Authors' conclusions: 

Evidence from one large trial did not demonstrate benefit of vitamin D supplementation on the incidence of pneumonia or diarrhoea in children under five years. To our knowledge, trials that evaluated supplementation for preventing other infections, including TB and malaria, have not been performed.

Read the full abstract...
Background: 

Vitamin D is a micronutrient important for bone growth and immune function. Deficiency can lead to rickets and has been linked to various infections, including respiratory infections. The evidence on the effects of supplementation on infections in children has not been assessed systematically.

Objectives: 

To evaluate the role of vitamin D supplementation in preventing pneumonia, tuberculosis (TB), diarrhoea, and malaria in children under five years of age. This includes high-, middle-, and low-income countries.

Search strategy: 

We searched the Cochrane Infectious Diseases Group Specialized Register, the Cochrane Central Register of Controlled Trials (CENTRAL), the Cochrane Library, MEDLINE, EMBASE, LILACS, the WHO International Clinical Trials Registry Platform (ICTRP; http://www.who.int/ictrp/en/) , ClinicalTrials.gov and the ISRCTN registry (http://www.isrctn.com/) up to 16 June 2016.

Selection criteria: 

We included randomized controlled trials (RCTs) that evaluated preventive supplementation of vitamin D (versus placebo or no intervention) in children under five years of age.

Data collection and analysis: 

Two review authors independently screened the titles and abstracts, extracted the data, and assessed the risk of bias of included trials.

Main results: 

Four trials met the inclusion criteria, with a total of 3198 children under five years of age, and were conducted in Afghanistan, Spain, and the USA. Prevalence of vitamin D deficiency varied widely in these populations (range: 73.1% in Afghanistan, 10 to 12% in USA, and 6.2% in Spain). The included trials evaluated mortality (two trials), pneumonia incidence (two trials), diarrhoea incidence (two trials), hospitalization (two trials), and mean serum vitamin D concentrations (four trials).

We do not know whether vitamin D supplementation impacts on all-cause mortality because this outcome was underpowered due to few events (risk ratio (RR) 1.43, 95% confidence interval (CI) 0.54 to 3.74; one trial, 3046 participants, low quality evidence).

For pneumonia, episodes of 'radiologically confirmed' first or only episode of pneumonia were little different in the supplemented and unsupplemented group (Rate Ratio: 1.06, 95% confidence interval (CI) 0.89 to 1.26; two trials, 3134 participants, moderate quality evidence), and similarly for children with confirmed or unconfirmed pneumonia (RR 0.95, 95% CI 0.87 to 1.04; one trial, 3046 participants). In these two trials there were no obvious differences between supplemented and unsupplemented children regarding episodes of diarrhoea.

In the single large trial from Afghanistan, the trial authors reported that vitamin D supplementation was associated with an increase in repeat episodes of pneumonia confirmed by chest radiograph (RR 1.69, 95% CI 1.28 to 2.21; one trial, 3046 participants), but not reflected in the outcome of confirmed or unconfirmed pneumonia (RR 1.06, 95% CI 1.00 to 1.13; one trial, 3046 participants).

For hospital admission measured in one small trial, there was no difference detected (RR 0.86, 95% CI 0.20 to 3.62; one trial, 88 participants; very low quality evidence).

The mean serum vitamin D concentrations were higher in supplemented compared to unsupplemented children at the end of supplementation (MD 7.72 ng/mL, 95% CI 0.50 to 14.93; four trials, 266 participants, low quality evidence). These results were driven primarily by two smaller trials with large magnitudes of effect. In the other two bigger trials, serum vitamin D concentrations were elevated in the intervention group for most of the trial duration but not at the end of supplementation. This may be due to time elapsed at measurement from the last dose, incomplete compliance, or increased need of vitamin D with infant age.

We did not find any trial that reported on the incidence of TB, malaria or febrile illness, duration of pneumonia, duration of diarrhoea, severity of infection, and cause-specific mortality (due to TB, diarrhoea, or malaria).

**Task prompt:** According to the vitamin D abstract, in which countries were the four included trials conducted?

**Excerpted data:**
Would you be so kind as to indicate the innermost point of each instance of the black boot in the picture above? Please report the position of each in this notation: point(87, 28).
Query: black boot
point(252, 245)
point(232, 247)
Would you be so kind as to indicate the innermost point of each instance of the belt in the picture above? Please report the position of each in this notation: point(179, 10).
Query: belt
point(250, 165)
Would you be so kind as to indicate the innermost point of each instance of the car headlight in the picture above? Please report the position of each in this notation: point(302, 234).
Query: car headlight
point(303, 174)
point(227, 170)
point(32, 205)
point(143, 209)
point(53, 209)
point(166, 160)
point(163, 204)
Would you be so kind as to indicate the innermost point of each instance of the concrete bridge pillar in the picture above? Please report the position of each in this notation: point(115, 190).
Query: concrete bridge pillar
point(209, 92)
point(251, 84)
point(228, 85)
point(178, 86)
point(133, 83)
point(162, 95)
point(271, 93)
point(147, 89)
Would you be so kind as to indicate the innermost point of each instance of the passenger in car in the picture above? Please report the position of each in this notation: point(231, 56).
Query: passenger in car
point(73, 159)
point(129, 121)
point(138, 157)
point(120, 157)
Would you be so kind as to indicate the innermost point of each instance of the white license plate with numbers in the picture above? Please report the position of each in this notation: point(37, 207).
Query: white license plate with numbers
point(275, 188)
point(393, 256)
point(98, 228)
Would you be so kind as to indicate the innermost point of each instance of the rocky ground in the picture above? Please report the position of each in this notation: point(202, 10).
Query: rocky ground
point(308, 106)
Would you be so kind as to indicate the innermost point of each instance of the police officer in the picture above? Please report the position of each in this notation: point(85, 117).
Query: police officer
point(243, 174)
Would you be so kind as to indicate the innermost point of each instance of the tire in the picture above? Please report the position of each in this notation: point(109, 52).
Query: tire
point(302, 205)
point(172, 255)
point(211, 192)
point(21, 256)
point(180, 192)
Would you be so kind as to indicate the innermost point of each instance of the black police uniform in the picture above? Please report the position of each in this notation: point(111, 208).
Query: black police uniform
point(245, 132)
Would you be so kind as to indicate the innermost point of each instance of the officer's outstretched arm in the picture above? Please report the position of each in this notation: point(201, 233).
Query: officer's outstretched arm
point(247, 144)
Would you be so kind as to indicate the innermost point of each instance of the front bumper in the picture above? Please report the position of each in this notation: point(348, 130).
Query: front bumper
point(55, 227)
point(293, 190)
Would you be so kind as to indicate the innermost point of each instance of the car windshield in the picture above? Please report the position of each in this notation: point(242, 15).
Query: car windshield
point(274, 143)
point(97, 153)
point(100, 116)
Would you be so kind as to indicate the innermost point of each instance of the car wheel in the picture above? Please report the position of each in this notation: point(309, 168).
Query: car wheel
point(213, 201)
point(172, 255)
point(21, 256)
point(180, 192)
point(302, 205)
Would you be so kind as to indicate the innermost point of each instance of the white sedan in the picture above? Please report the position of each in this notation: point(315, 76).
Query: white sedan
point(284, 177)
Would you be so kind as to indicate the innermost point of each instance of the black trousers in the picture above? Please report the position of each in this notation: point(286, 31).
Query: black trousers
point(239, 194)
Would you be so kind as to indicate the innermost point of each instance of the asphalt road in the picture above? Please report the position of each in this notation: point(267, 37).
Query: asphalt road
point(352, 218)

**Response below:** Afghanistan, Spain, and the USA.